◆ WHAT TO WORK ON ◆
Please replace "instance" with "object" in the stretch from the start of the records through the line that contains "x=53, y=186", and give back only those lines with everything else left as it is.

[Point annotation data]
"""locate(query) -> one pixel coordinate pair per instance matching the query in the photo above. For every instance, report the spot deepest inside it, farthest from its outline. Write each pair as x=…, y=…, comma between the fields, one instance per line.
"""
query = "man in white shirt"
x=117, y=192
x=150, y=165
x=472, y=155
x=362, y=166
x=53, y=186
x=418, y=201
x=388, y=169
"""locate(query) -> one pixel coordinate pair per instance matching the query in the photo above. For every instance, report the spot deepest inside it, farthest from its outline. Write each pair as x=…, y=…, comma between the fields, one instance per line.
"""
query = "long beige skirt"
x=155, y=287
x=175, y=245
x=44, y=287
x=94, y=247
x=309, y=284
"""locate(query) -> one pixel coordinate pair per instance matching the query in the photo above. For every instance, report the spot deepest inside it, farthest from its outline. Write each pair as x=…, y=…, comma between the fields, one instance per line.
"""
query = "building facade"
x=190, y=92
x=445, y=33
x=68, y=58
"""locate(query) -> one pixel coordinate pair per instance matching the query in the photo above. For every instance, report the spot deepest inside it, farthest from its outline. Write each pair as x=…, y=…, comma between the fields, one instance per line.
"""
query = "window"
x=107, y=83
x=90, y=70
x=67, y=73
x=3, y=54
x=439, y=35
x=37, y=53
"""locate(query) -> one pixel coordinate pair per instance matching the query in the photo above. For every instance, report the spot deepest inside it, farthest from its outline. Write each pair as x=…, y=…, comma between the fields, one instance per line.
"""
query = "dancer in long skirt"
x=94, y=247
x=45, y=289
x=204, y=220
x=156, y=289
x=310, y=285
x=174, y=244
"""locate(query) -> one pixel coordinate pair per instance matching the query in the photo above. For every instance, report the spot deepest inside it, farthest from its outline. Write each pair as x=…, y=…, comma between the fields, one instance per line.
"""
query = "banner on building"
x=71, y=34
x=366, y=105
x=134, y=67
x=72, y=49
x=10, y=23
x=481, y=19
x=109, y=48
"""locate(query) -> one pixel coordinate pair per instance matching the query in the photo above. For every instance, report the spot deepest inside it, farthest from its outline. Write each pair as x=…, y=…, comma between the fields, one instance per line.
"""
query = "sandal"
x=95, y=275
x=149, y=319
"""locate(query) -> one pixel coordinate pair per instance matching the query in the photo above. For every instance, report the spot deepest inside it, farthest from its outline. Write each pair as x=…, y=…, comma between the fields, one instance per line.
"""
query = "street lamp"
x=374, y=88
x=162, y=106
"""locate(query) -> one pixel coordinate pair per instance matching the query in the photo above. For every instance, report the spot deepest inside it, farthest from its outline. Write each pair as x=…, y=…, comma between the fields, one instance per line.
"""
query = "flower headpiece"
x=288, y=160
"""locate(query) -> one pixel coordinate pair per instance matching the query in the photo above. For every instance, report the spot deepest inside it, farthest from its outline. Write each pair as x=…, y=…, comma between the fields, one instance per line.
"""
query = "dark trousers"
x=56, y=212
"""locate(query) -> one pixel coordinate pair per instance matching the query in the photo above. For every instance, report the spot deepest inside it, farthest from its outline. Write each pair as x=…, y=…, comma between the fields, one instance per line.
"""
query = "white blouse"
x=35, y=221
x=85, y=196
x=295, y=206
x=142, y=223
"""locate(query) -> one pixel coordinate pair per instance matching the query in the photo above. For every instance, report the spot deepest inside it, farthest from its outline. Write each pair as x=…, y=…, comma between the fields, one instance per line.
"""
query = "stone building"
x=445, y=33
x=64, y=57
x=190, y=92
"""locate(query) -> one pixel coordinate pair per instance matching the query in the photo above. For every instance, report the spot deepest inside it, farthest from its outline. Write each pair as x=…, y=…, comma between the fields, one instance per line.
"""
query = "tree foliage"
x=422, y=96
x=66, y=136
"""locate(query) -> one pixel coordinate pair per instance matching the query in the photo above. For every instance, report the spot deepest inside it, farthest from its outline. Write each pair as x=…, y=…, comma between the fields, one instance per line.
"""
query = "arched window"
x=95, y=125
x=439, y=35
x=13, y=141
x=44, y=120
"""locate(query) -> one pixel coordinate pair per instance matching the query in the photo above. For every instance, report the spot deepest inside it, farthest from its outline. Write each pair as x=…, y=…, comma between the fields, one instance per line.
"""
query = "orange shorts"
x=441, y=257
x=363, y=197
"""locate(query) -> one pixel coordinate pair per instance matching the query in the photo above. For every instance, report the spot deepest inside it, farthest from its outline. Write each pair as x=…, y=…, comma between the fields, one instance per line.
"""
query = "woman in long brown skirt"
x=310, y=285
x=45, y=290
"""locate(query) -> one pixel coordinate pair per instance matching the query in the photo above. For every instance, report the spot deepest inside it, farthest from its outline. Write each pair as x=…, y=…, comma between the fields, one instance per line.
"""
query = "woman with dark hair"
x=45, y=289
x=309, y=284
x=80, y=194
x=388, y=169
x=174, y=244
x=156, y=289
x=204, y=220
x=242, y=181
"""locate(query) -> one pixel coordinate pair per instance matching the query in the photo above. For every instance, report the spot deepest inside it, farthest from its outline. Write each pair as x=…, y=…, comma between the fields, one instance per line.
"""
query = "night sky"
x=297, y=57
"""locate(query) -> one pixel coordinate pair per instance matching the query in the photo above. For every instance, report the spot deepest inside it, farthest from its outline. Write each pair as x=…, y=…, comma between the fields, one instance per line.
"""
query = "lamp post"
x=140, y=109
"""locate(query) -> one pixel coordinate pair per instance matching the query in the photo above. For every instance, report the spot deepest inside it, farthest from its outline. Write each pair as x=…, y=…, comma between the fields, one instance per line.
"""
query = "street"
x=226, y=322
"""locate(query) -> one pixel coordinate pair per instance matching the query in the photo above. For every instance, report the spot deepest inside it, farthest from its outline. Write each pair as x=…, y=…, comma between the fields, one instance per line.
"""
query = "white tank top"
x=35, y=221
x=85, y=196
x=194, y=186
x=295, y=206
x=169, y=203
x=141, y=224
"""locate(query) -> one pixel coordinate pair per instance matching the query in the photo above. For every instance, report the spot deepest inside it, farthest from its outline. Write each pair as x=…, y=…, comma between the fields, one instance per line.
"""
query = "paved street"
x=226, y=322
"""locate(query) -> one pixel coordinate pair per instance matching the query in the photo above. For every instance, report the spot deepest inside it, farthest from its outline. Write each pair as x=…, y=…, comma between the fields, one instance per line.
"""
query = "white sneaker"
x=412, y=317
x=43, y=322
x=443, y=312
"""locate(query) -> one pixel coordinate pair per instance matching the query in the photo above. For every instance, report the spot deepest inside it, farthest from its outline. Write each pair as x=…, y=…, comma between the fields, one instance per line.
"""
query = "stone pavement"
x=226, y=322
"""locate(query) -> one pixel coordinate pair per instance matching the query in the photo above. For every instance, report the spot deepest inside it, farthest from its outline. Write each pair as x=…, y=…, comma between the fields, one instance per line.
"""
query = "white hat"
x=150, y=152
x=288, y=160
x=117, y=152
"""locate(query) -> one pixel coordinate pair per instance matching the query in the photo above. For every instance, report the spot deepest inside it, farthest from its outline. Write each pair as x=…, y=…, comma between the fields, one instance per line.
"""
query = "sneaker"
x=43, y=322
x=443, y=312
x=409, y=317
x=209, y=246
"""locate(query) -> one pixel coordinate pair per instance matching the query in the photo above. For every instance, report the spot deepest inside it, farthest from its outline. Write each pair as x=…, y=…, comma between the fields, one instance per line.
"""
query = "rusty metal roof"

◆ REPLY TO THE TASK ◆
"""locate(query) -> one pixel coordinate pair per object matching the query in the photo above. For every object, report the spot deepest inside it, farthest from its outline. Write each pair as x=…, y=…, comma between the fields, one object per line.
"""
query = "man in white shirt"
x=117, y=192
x=150, y=165
x=472, y=155
x=362, y=166
x=53, y=186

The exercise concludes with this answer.